▶ **THE PROBLEM**:
Reproduce each of the rows below, changing "pick planner" to "grasp planner" wherever it occurs and leaving everything else untouched.

-.-.-

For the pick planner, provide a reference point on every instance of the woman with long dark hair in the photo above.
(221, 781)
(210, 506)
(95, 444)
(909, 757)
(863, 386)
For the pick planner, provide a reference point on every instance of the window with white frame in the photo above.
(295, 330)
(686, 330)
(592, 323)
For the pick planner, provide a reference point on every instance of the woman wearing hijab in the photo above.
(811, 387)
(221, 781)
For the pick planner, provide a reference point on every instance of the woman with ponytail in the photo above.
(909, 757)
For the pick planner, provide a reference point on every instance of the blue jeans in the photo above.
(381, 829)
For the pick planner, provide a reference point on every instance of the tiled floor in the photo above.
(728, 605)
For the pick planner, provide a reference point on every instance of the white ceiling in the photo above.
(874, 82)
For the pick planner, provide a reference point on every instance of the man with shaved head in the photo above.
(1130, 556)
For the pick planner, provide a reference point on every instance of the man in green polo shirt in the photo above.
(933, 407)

-.-.-

▶ **THE REPLY**:
For the grasp planner, provide a reference point on every instance of the woman with long dark hair in the photo above.
(221, 781)
(210, 506)
(95, 444)
(909, 757)
(863, 386)
For the grasp planner, provide a reference point on every instance of the window with white frame in the photo above.
(295, 330)
(686, 330)
(592, 323)
For the grasp planner, provide a reference point on every instance of the woman wearing hijab in the photo above.
(811, 387)
(221, 781)
For the grasp planner, provide a reference point on every instance of the woman with ponytail in the photo above.
(909, 757)
For the grasp planner, provide a reference point on every instance of the blue jeans in the photo above.
(381, 829)
For the grasp planner, provide a reference point on every instance of the tiled floor in the photo above.
(728, 605)
For the grasp planner, provide a reference point on every instance of the white ceiling in the photo above.
(874, 82)
For the grasp planner, provide a reference point on every instance of the man with shaved head in the photo above.
(1130, 556)
For the grasp planner, provide a reference point on every instance of the man in green polo shirt in the photo above.
(933, 407)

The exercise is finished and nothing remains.